### Tasks
[A] Summarize the uncertainty quantification lecture excerpt in two sentences.
[B] In the uncertainty quantification lecture excerpt, what does conformal prediction provide?
[C] Continue the uncertainty quantification lecture from its last sentence.

### Document segment
####################

Uncertainty Quantification (UQ) is the field dedicated to ensuring that these estimates are mathematically and empirically sound. This lecture explores two main paradigms: Calibration, which ensures that probabilities represent long-run frequencies, and Conformal Prediction, which provides distribution-free guarantees on prediction sets.

2. Calibration and Proper Scoring Rules

2.1 Defining Calibration

A probabilistic model provides a distribution \(\hat{P}\) for a target \(Y\) given input \(X\).

Definition 2.1 (Perfect Calibration)

A model is perfectly calibrated if, for all possible probability values \(p \in [0, 1]\), the actual frequency of the event matches the predicted probability:

\[ P(Y = y \mid \hat{P}(Y=y) = p) = p \]

For example, if we take all the days where the weather model says there is a 70% chance of rain, it should actually rain on 70% of those days.

####################

### Point annotation rows
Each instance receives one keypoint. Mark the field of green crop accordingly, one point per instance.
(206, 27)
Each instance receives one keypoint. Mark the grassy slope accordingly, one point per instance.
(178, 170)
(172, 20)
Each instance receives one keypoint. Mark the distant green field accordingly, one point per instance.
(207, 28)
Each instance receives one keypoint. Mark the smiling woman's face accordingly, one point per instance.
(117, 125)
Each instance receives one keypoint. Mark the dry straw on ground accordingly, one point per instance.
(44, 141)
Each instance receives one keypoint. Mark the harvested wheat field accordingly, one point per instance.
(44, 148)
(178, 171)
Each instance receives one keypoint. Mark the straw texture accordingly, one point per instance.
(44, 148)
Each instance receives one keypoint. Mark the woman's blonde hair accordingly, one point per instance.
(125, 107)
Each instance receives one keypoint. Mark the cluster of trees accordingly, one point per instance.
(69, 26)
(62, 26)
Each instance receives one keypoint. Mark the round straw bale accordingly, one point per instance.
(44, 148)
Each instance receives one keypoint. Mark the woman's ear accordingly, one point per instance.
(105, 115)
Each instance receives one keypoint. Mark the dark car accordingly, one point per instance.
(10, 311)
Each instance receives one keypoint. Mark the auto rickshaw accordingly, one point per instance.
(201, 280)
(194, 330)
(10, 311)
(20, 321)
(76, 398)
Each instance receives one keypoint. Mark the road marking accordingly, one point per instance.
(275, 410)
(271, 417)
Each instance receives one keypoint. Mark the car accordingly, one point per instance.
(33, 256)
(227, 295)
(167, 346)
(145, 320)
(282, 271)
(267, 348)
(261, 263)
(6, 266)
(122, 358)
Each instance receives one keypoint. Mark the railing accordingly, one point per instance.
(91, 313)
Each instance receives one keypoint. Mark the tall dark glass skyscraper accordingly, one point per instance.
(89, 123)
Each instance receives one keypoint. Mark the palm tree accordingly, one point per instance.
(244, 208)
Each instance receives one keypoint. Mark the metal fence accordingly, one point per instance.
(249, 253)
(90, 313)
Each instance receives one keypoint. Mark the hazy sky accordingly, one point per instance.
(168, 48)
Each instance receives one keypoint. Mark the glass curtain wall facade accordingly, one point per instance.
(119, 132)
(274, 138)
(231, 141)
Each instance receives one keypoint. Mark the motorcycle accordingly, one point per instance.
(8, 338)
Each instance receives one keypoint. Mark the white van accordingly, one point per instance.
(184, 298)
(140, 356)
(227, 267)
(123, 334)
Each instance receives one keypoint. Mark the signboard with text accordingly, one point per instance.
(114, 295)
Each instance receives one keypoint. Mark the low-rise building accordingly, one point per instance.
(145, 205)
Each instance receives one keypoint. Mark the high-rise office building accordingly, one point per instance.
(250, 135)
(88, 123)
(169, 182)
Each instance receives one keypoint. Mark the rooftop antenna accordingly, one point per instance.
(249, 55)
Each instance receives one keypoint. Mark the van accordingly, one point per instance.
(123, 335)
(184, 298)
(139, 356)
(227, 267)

####################

### The results
[A] Uncertainty Quantification is the field that ensures estimates are mathematically and empirically sound, and the lecture covers two paradigms: calibration, which makes probabilities represent long-run frequencies, and conformal prediction, which gives distribution-free guarantees on prediction sets. A model is perfectly calibrated when, for every predicted probability value, the actual frequency of the event matches that prediction, so it should rain on 70% of the days a weather model gives a 70% chance of rain.

[B] Distribution-free guarantees on prediction sets.

[C]
2.2 Measuring Calibration: ECE and MCE

In practice, we cannot measure calibration at every point \(p\). We use binning. Divide \([0, 1]\) into \(M\) bins \(B_1, \dots, B_M\). For each bin \(B_m\):

  • Accuracy: \(\text{acc}(B_m) = \frac{1}{|B_m|} \sum_{i \in B_m} \mathbf{1}(y_i = \hat{y}_i)\)
  • Confidence: \(\text{conf}(B_m) = \frac{1}{|B_m|} \sum_{i \in B_m} \hat{p}_i\)

Expected Calibration Error (ECE):

\[ \text{ECE} = \sum_{m=1}^M \frac{|B_m|}{N} |\text{acc}(B_m) - \text{conf}(B_m)| \]

Maximum Calibration Error (MCE):

\[ \text{MCE} = \max_{m} |\text{acc}(B_m) - \text{conf}(B_m)| \]

2.3 Proper Scoring Rules: The Theoretical Foundation

How do we train models to be calibrated? We use Proper Scoring Rules. A scoring rule \(S(P, y)\) assigns a penalty based on the predicted distribution \(P\) and the true outcome \(y\).

Definition 2.2 (Proper Scoring Rule)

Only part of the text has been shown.